Excerpt from a dataset

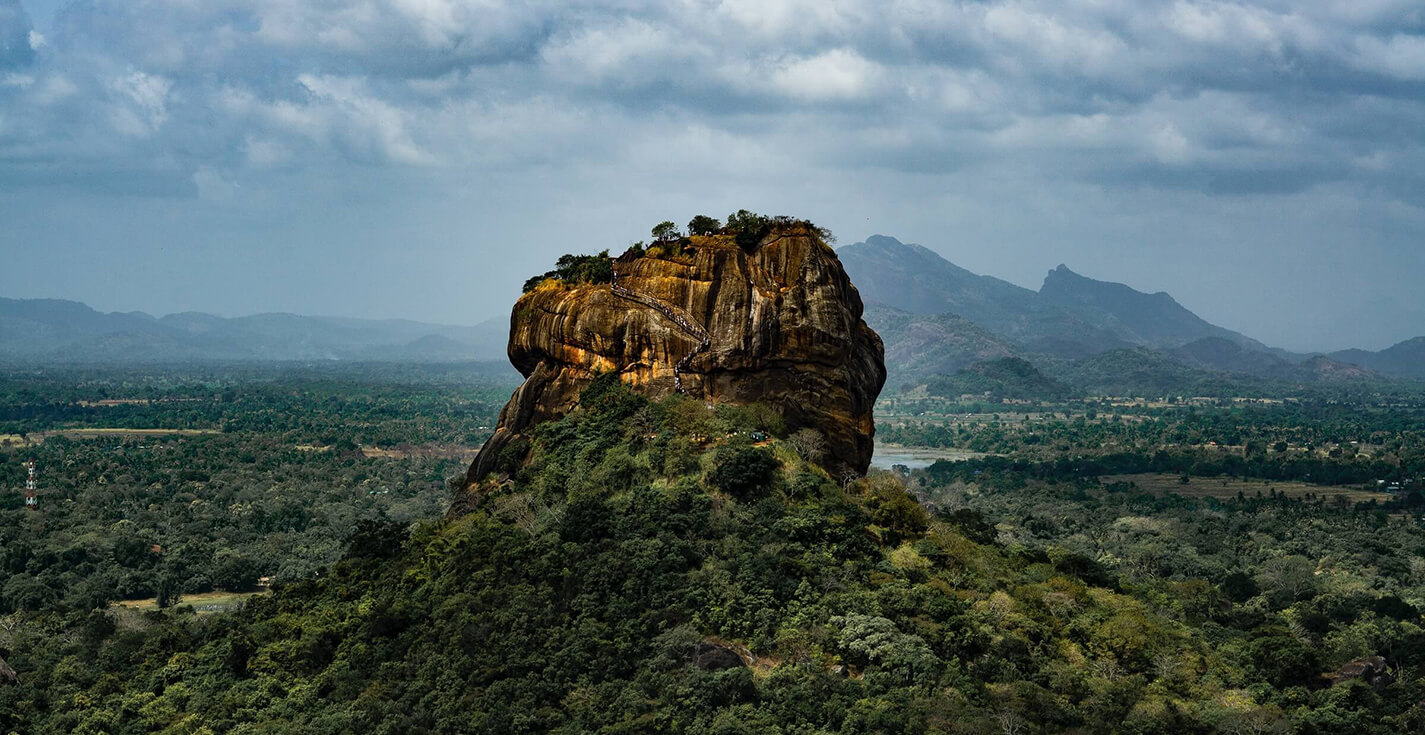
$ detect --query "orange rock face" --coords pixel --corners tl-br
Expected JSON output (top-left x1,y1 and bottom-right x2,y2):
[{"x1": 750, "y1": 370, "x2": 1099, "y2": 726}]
[{"x1": 467, "y1": 226, "x2": 885, "y2": 484}]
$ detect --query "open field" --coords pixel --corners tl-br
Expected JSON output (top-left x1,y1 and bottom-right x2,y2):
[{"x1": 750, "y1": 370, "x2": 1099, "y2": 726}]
[
  {"x1": 114, "y1": 590, "x2": 268, "y2": 615},
  {"x1": 1103, "y1": 473, "x2": 1394, "y2": 503},
  {"x1": 361, "y1": 444, "x2": 480, "y2": 460}
]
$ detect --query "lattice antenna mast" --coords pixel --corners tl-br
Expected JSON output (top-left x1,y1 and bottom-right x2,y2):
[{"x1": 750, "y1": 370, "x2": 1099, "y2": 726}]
[{"x1": 24, "y1": 460, "x2": 40, "y2": 510}]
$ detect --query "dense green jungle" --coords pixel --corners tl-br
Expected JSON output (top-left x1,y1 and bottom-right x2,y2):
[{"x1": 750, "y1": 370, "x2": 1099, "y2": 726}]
[{"x1": 0, "y1": 363, "x2": 1425, "y2": 735}]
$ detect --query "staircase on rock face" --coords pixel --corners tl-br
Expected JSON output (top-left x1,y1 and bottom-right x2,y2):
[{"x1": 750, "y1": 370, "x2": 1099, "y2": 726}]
[{"x1": 610, "y1": 266, "x2": 713, "y2": 395}]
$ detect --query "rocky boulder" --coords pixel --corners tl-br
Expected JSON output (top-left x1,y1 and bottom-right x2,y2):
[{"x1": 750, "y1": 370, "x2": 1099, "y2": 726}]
[{"x1": 466, "y1": 221, "x2": 885, "y2": 486}]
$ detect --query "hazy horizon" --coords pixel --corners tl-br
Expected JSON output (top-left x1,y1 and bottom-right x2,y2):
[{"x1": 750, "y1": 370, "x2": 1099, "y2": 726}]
[{"x1": 0, "y1": 0, "x2": 1425, "y2": 352}]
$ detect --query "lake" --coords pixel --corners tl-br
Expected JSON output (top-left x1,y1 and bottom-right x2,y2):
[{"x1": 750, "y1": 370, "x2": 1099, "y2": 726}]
[{"x1": 871, "y1": 442, "x2": 986, "y2": 470}]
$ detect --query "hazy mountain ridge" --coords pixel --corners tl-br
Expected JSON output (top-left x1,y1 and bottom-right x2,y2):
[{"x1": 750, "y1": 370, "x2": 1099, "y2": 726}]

* **Requirement**
How many lines in the data above contain the string "hazy"? Treat uppercase and lowercase as different, and reply with the number only.

* **Answer in full**
2